• **YOUR TASK**: Return all the lines below exactly. Any picture among them is omitted.

───

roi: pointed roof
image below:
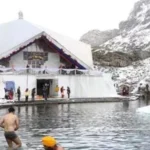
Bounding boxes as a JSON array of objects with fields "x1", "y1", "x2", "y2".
[{"x1": 0, "y1": 18, "x2": 93, "y2": 69}]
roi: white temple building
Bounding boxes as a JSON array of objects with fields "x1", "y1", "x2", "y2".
[{"x1": 0, "y1": 12, "x2": 117, "y2": 99}]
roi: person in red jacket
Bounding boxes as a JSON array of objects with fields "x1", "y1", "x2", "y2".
[{"x1": 60, "y1": 86, "x2": 65, "y2": 98}]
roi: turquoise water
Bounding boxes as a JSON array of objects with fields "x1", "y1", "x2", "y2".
[{"x1": 0, "y1": 100, "x2": 150, "y2": 149}]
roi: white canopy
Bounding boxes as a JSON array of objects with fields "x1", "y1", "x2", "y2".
[{"x1": 0, "y1": 19, "x2": 93, "y2": 69}]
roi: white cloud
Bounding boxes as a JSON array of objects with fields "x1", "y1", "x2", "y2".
[{"x1": 0, "y1": 0, "x2": 138, "y2": 39}]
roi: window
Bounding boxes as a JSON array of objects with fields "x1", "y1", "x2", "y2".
[{"x1": 28, "y1": 60, "x2": 43, "y2": 68}]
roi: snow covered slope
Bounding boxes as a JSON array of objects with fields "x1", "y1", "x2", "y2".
[
  {"x1": 95, "y1": 0, "x2": 150, "y2": 53},
  {"x1": 97, "y1": 57, "x2": 150, "y2": 93}
]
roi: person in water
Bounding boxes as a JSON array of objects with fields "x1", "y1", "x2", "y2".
[
  {"x1": 0, "y1": 107, "x2": 22, "y2": 149},
  {"x1": 42, "y1": 136, "x2": 64, "y2": 150}
]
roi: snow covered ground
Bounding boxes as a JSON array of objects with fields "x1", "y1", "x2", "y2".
[
  {"x1": 136, "y1": 105, "x2": 150, "y2": 113},
  {"x1": 95, "y1": 57, "x2": 150, "y2": 94}
]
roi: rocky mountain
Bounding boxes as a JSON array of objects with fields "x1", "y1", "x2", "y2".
[
  {"x1": 80, "y1": 29, "x2": 119, "y2": 48},
  {"x1": 96, "y1": 0, "x2": 150, "y2": 53},
  {"x1": 93, "y1": 0, "x2": 150, "y2": 94},
  {"x1": 81, "y1": 0, "x2": 150, "y2": 67}
]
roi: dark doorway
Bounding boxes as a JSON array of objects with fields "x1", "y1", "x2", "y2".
[{"x1": 36, "y1": 79, "x2": 52, "y2": 97}]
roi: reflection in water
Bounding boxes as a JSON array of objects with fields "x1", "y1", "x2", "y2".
[
  {"x1": 18, "y1": 106, "x2": 21, "y2": 115},
  {"x1": 0, "y1": 101, "x2": 150, "y2": 149},
  {"x1": 25, "y1": 106, "x2": 28, "y2": 116},
  {"x1": 122, "y1": 101, "x2": 129, "y2": 111},
  {"x1": 32, "y1": 105, "x2": 35, "y2": 115},
  {"x1": 60, "y1": 104, "x2": 71, "y2": 128}
]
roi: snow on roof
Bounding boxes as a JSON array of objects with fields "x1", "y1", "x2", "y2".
[
  {"x1": 0, "y1": 19, "x2": 41, "y2": 54},
  {"x1": 0, "y1": 19, "x2": 93, "y2": 68}
]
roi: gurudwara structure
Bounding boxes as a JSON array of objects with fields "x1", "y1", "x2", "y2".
[{"x1": 0, "y1": 12, "x2": 117, "y2": 99}]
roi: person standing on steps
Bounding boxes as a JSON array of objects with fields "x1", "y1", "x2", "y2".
[
  {"x1": 43, "y1": 84, "x2": 48, "y2": 101},
  {"x1": 55, "y1": 85, "x2": 59, "y2": 98},
  {"x1": 60, "y1": 86, "x2": 65, "y2": 98},
  {"x1": 9, "y1": 88, "x2": 14, "y2": 100},
  {"x1": 17, "y1": 86, "x2": 21, "y2": 101},
  {"x1": 25, "y1": 88, "x2": 29, "y2": 102},
  {"x1": 31, "y1": 88, "x2": 36, "y2": 101},
  {"x1": 67, "y1": 87, "x2": 71, "y2": 99},
  {"x1": 0, "y1": 107, "x2": 22, "y2": 149}
]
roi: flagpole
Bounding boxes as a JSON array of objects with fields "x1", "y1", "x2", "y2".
[
  {"x1": 27, "y1": 70, "x2": 28, "y2": 88},
  {"x1": 26, "y1": 47, "x2": 29, "y2": 88}
]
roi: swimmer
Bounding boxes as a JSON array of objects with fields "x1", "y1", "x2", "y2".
[
  {"x1": 42, "y1": 136, "x2": 64, "y2": 150},
  {"x1": 0, "y1": 107, "x2": 22, "y2": 149}
]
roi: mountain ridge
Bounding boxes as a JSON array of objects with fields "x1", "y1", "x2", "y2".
[{"x1": 81, "y1": 0, "x2": 150, "y2": 67}]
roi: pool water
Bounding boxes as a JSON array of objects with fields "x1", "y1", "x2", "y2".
[{"x1": 0, "y1": 99, "x2": 150, "y2": 150}]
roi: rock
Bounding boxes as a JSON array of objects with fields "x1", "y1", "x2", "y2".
[
  {"x1": 93, "y1": 51, "x2": 133, "y2": 67},
  {"x1": 80, "y1": 29, "x2": 119, "y2": 48}
]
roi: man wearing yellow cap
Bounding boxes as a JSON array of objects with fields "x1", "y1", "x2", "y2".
[{"x1": 42, "y1": 136, "x2": 64, "y2": 150}]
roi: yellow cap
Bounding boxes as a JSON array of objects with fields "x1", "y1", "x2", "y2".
[{"x1": 42, "y1": 136, "x2": 57, "y2": 147}]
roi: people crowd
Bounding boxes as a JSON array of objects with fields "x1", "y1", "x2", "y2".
[
  {"x1": 0, "y1": 64, "x2": 80, "y2": 149},
  {"x1": 4, "y1": 85, "x2": 71, "y2": 101},
  {"x1": 60, "y1": 86, "x2": 71, "y2": 99}
]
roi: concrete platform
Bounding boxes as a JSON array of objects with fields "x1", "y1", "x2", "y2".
[{"x1": 0, "y1": 96, "x2": 136, "y2": 109}]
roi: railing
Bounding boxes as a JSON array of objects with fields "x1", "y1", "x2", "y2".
[{"x1": 0, "y1": 67, "x2": 103, "y2": 76}]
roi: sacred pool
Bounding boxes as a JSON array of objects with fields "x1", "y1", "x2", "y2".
[{"x1": 0, "y1": 100, "x2": 149, "y2": 150}]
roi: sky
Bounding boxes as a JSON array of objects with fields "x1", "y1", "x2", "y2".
[{"x1": 0, "y1": 0, "x2": 138, "y2": 40}]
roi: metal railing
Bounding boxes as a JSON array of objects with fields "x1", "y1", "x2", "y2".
[{"x1": 0, "y1": 67, "x2": 103, "y2": 76}]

───

• **OUTPUT BELOW**:
roi: pointed roof
image below:
Bounding boxes as a JSON array of objects with fields "x1", "y1", "x2", "y2".
[{"x1": 0, "y1": 18, "x2": 93, "y2": 69}]
roi: white temple building
Bounding boxes as a JSON array of objects with fields "x1", "y1", "x2", "y2".
[{"x1": 0, "y1": 12, "x2": 117, "y2": 99}]
roi: person in red jacket
Bounding boxes as a JSON array of objects with fields "x1", "y1", "x2", "y2".
[{"x1": 60, "y1": 86, "x2": 65, "y2": 98}]
roi: turquoise water
Bounding boxes as a JSON array of objects with fields "x1", "y1", "x2", "y2".
[{"x1": 0, "y1": 100, "x2": 150, "y2": 149}]
roi: white canopy
Bounding boxes as a JSON array of objects with fields "x1", "y1", "x2", "y2".
[{"x1": 0, "y1": 19, "x2": 93, "y2": 69}]
roi: white cloud
Bounding boxes as a JSON array of objects with fields "x1", "y1", "x2", "y2".
[{"x1": 0, "y1": 0, "x2": 138, "y2": 39}]
roi: window
Bounding boxes as a JSON array of objects with fields "x1", "y1", "x2", "y2".
[{"x1": 28, "y1": 60, "x2": 43, "y2": 68}]
roi: snow covered slope
Bounding boxes as a JSON array of objects with fields "x1", "y1", "x2", "y2".
[
  {"x1": 95, "y1": 0, "x2": 150, "y2": 53},
  {"x1": 97, "y1": 57, "x2": 150, "y2": 93}
]
roi: person in water
Bounding boxes as a JSON array of objects with fields "x1", "y1", "x2", "y2".
[
  {"x1": 0, "y1": 107, "x2": 22, "y2": 149},
  {"x1": 42, "y1": 136, "x2": 64, "y2": 150}
]
roi: snow covered ground
Bounding boxes as a JSON array of objects with fields "x1", "y1", "x2", "y2".
[
  {"x1": 136, "y1": 105, "x2": 150, "y2": 113},
  {"x1": 95, "y1": 57, "x2": 150, "y2": 94}
]
roi: rocky mountain
Bounding boxes as a JSON array of objects with fields "x1", "y1", "x2", "y2".
[
  {"x1": 80, "y1": 29, "x2": 119, "y2": 48},
  {"x1": 96, "y1": 0, "x2": 150, "y2": 53},
  {"x1": 93, "y1": 0, "x2": 150, "y2": 94},
  {"x1": 81, "y1": 0, "x2": 150, "y2": 67}
]
roi: dark doorway
Bounding boxes as a JSON array of objects with fields "x1", "y1", "x2", "y2".
[{"x1": 36, "y1": 79, "x2": 52, "y2": 97}]
roi: reflection in water
Bounding boxes as a JSON array of objects with fields "x1", "y1", "x2", "y2".
[
  {"x1": 18, "y1": 106, "x2": 21, "y2": 115},
  {"x1": 0, "y1": 101, "x2": 150, "y2": 149},
  {"x1": 25, "y1": 106, "x2": 28, "y2": 116},
  {"x1": 122, "y1": 101, "x2": 129, "y2": 111},
  {"x1": 32, "y1": 105, "x2": 35, "y2": 115},
  {"x1": 60, "y1": 104, "x2": 71, "y2": 128}
]
roi: snow on roof
Bounding boxes as a JSON array of objects with fields "x1", "y1", "x2", "y2".
[
  {"x1": 0, "y1": 19, "x2": 41, "y2": 54},
  {"x1": 0, "y1": 19, "x2": 93, "y2": 68}
]
roi: gurudwara structure
Bounding boxes as a JSON array of objects with fields "x1", "y1", "x2", "y2".
[{"x1": 0, "y1": 12, "x2": 117, "y2": 99}]
roi: person standing on steps
Bounding boxes as a JSON array of objects with fields "x1", "y1", "x2", "y2".
[
  {"x1": 43, "y1": 84, "x2": 48, "y2": 101},
  {"x1": 55, "y1": 85, "x2": 59, "y2": 98},
  {"x1": 60, "y1": 86, "x2": 65, "y2": 98},
  {"x1": 9, "y1": 88, "x2": 14, "y2": 100},
  {"x1": 17, "y1": 86, "x2": 21, "y2": 101},
  {"x1": 25, "y1": 88, "x2": 29, "y2": 102},
  {"x1": 31, "y1": 88, "x2": 36, "y2": 101},
  {"x1": 67, "y1": 87, "x2": 71, "y2": 99},
  {"x1": 0, "y1": 107, "x2": 22, "y2": 149}
]
roi: flagpole
Bounding boxes as a JSON array of objects with fields "x1", "y1", "x2", "y2".
[
  {"x1": 27, "y1": 70, "x2": 28, "y2": 88},
  {"x1": 26, "y1": 47, "x2": 29, "y2": 88}
]
roi: swimmer
Bounding boxes as a JSON array of objects with fields "x1", "y1", "x2", "y2".
[
  {"x1": 42, "y1": 136, "x2": 64, "y2": 150},
  {"x1": 0, "y1": 107, "x2": 22, "y2": 149}
]
roi: mountain ridge
Bounding boxes as a JSON array of objects with fields "x1", "y1", "x2", "y2".
[{"x1": 81, "y1": 0, "x2": 150, "y2": 67}]
roi: pool water
Bounding boxes as a JSON array of objects with fields "x1", "y1", "x2", "y2".
[{"x1": 0, "y1": 99, "x2": 150, "y2": 150}]
roi: rock
Bounding boxes as a JSON array of objects with fields "x1", "y1", "x2", "y2".
[
  {"x1": 93, "y1": 51, "x2": 133, "y2": 67},
  {"x1": 80, "y1": 29, "x2": 119, "y2": 48}
]
roi: man wearing yellow cap
Bounding boxes as a JSON array of objects with fields "x1", "y1", "x2", "y2".
[{"x1": 42, "y1": 136, "x2": 64, "y2": 150}]
roi: yellow cap
Bounding boxes as a JSON array of objects with fields "x1", "y1", "x2", "y2".
[{"x1": 42, "y1": 136, "x2": 57, "y2": 147}]
roi: people crowd
Bounding boxes as a JSON array of objects with fields "x1", "y1", "x2", "y2".
[
  {"x1": 0, "y1": 64, "x2": 80, "y2": 149},
  {"x1": 4, "y1": 85, "x2": 71, "y2": 101},
  {"x1": 60, "y1": 86, "x2": 71, "y2": 99}
]
roi: concrete platform
Bounding boxes as a JSON array of objects with fields "x1", "y1", "x2", "y2".
[{"x1": 0, "y1": 96, "x2": 136, "y2": 109}]
roi: railing
Bounding boxes as a JSON array of objects with fields "x1", "y1", "x2", "y2".
[{"x1": 0, "y1": 67, "x2": 103, "y2": 76}]
roi: sacred pool
Bounding boxes as a JSON array of objects with fields "x1", "y1", "x2", "y2".
[{"x1": 0, "y1": 100, "x2": 149, "y2": 150}]
roi: sky
Bounding boxes as a JSON array of objects with fields "x1", "y1", "x2", "y2".
[{"x1": 0, "y1": 0, "x2": 138, "y2": 40}]
roi: metal railing
Bounding boxes as a JSON array of objects with fields "x1", "y1", "x2", "y2".
[{"x1": 0, "y1": 67, "x2": 103, "y2": 76}]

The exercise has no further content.